*Goal:* Each entry below is to be printed verbatim.

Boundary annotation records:
◆ ◆ ◆ ◆ ◆

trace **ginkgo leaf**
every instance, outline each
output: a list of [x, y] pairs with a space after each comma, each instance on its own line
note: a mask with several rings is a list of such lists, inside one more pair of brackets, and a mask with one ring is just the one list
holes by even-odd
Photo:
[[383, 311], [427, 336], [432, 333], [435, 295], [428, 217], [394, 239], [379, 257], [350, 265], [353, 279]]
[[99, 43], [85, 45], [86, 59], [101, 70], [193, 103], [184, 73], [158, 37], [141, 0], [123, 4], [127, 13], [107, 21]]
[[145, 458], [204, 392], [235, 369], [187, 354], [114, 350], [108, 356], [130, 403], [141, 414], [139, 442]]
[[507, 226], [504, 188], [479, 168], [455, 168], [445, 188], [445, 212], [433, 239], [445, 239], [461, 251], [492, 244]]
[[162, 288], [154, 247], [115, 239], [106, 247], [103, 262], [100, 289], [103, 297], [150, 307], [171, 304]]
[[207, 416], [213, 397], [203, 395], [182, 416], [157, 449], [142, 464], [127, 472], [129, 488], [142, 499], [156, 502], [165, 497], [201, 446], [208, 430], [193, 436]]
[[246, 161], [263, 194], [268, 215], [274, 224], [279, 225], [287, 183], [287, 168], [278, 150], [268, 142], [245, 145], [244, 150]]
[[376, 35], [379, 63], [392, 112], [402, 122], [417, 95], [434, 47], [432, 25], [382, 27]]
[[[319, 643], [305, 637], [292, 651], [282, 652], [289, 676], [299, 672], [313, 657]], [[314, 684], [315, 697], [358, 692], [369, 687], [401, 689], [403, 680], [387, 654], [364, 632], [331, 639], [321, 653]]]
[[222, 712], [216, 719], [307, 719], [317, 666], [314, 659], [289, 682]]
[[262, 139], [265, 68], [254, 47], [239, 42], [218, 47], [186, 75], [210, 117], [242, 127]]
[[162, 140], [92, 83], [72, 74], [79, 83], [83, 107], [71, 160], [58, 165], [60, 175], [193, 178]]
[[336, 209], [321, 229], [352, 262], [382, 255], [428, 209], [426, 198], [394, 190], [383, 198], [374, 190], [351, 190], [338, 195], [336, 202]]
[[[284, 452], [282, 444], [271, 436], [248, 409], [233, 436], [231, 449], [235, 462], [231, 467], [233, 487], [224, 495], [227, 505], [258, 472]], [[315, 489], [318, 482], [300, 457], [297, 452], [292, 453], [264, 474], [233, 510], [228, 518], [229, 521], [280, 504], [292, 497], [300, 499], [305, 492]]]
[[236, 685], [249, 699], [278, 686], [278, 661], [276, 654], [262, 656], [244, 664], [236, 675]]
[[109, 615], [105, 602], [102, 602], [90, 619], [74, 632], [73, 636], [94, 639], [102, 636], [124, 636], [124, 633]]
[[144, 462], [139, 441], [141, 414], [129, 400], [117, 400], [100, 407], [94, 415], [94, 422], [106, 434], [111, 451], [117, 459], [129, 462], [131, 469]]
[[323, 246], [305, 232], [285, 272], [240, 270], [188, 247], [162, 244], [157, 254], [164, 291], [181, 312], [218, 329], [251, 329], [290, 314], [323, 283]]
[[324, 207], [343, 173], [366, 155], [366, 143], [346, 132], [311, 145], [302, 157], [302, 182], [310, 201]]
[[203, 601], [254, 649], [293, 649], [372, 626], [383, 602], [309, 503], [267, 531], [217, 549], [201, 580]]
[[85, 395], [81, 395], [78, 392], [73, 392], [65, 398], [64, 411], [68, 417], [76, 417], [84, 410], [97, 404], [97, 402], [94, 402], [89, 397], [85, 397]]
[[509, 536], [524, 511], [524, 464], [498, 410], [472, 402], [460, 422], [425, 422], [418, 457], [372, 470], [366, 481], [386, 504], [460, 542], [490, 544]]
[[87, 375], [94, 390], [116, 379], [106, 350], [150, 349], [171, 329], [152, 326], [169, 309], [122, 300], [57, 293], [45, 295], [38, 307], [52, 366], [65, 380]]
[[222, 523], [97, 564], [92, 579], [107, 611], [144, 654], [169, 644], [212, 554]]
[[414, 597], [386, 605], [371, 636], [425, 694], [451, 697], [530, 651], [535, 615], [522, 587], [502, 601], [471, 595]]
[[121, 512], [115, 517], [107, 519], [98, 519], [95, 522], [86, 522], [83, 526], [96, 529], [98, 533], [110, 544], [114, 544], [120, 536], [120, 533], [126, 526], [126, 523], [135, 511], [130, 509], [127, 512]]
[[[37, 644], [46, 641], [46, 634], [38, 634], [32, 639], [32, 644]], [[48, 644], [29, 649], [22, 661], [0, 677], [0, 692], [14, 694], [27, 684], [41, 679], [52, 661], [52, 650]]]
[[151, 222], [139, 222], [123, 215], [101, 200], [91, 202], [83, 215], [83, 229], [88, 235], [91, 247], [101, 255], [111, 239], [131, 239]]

◆ ◆ ◆ ◆ ◆

*Answer to this exercise:*
trace **ginkgo leaf**
every instance, outline each
output: a list of [x, y] pairs with a space after each comma, each instance on its own line
note: a mask with several rings is a list of such lists, inside one more pair of brackets, and a mask with one ring is just the one list
holes by even-odd
Photo:
[[383, 311], [427, 336], [432, 333], [435, 295], [428, 217], [394, 239], [379, 257], [350, 265], [353, 279]]
[[99, 43], [85, 45], [86, 59], [101, 70], [193, 103], [184, 73], [158, 37], [141, 0], [123, 4], [127, 13], [107, 21]]
[[145, 458], [204, 392], [235, 369], [187, 354], [114, 350], [108, 356], [130, 403], [141, 414], [139, 442]]
[[507, 226], [504, 188], [479, 168], [455, 168], [445, 188], [445, 212], [433, 239], [445, 239], [461, 251], [492, 244]]
[[162, 288], [154, 247], [115, 239], [106, 247], [103, 262], [100, 289], [103, 297], [150, 307], [171, 304]]
[[207, 416], [213, 397], [203, 395], [182, 416], [157, 449], [142, 464], [127, 472], [129, 488], [142, 499], [156, 502], [165, 497], [201, 446], [208, 430], [193, 436]]
[[246, 161], [263, 194], [268, 215], [274, 224], [279, 225], [287, 183], [287, 168], [278, 150], [268, 142], [245, 145], [244, 150]]
[[376, 35], [379, 63], [392, 112], [402, 122], [417, 95], [434, 47], [432, 25], [382, 27]]
[[[319, 643], [305, 637], [292, 651], [282, 652], [289, 676], [299, 672], [313, 657]], [[314, 684], [315, 697], [358, 692], [369, 687], [401, 689], [403, 680], [387, 654], [364, 632], [331, 639], [321, 653]]]
[[222, 712], [216, 719], [307, 719], [317, 666], [314, 659], [289, 682]]
[[262, 139], [265, 68], [254, 47], [239, 42], [218, 47], [186, 75], [210, 117], [242, 127]]
[[162, 140], [92, 83], [72, 74], [79, 83], [83, 107], [71, 160], [58, 165], [60, 175], [193, 178]]
[[336, 209], [321, 229], [352, 262], [382, 255], [428, 209], [426, 198], [394, 190], [383, 198], [374, 190], [351, 190], [338, 195], [336, 202]]
[[[284, 452], [282, 444], [271, 436], [248, 409], [233, 436], [231, 449], [235, 462], [231, 467], [233, 487], [224, 495], [227, 505], [258, 472]], [[315, 489], [318, 482], [300, 457], [297, 452], [292, 453], [264, 474], [233, 510], [228, 518], [229, 521], [280, 504], [292, 497], [300, 499], [305, 492]]]
[[236, 685], [249, 699], [278, 686], [278, 661], [276, 654], [262, 656], [244, 664], [236, 675]]
[[109, 615], [105, 602], [102, 602], [90, 619], [74, 632], [73, 636], [94, 639], [102, 636], [124, 636], [124, 633]]
[[144, 462], [139, 441], [141, 414], [129, 400], [117, 400], [100, 407], [94, 415], [94, 422], [106, 434], [111, 451], [117, 459], [129, 462], [131, 469]]
[[323, 246], [305, 232], [285, 272], [240, 270], [188, 247], [162, 244], [157, 254], [164, 291], [181, 312], [218, 329], [251, 329], [290, 314], [323, 283]]
[[324, 207], [343, 173], [366, 155], [366, 143], [346, 132], [311, 145], [302, 157], [302, 182], [310, 201]]
[[203, 601], [254, 649], [293, 649], [372, 626], [383, 602], [309, 503], [267, 531], [217, 549], [201, 580]]
[[85, 395], [81, 395], [78, 392], [73, 392], [65, 398], [64, 411], [68, 417], [76, 417], [84, 410], [97, 404], [97, 402], [94, 402], [89, 397], [85, 397]]
[[509, 536], [524, 511], [524, 464], [498, 410], [472, 402], [460, 422], [425, 422], [418, 457], [372, 470], [366, 481], [386, 504], [460, 542], [490, 544]]
[[87, 375], [94, 390], [116, 379], [106, 350], [150, 349], [171, 329], [152, 326], [169, 309], [122, 300], [57, 293], [45, 295], [38, 307], [52, 366], [65, 380]]
[[222, 523], [97, 564], [92, 579], [107, 611], [144, 654], [169, 644], [212, 554]]
[[414, 597], [386, 605], [371, 636], [425, 694], [451, 697], [530, 651], [535, 615], [522, 587], [502, 601], [471, 595]]
[[121, 512], [115, 517], [107, 519], [98, 519], [95, 522], [86, 522], [83, 526], [96, 529], [98, 533], [110, 544], [114, 544], [120, 536], [120, 533], [126, 526], [126, 523], [135, 511], [130, 509], [127, 512]]
[[[37, 644], [46, 641], [46, 634], [38, 634], [32, 639], [32, 644]], [[48, 644], [29, 649], [22, 661], [0, 677], [0, 692], [14, 694], [27, 684], [41, 679], [52, 661], [52, 650]]]
[[151, 222], [139, 222], [123, 215], [101, 200], [91, 202], [83, 215], [83, 229], [88, 235], [91, 247], [101, 255], [111, 239], [131, 239]]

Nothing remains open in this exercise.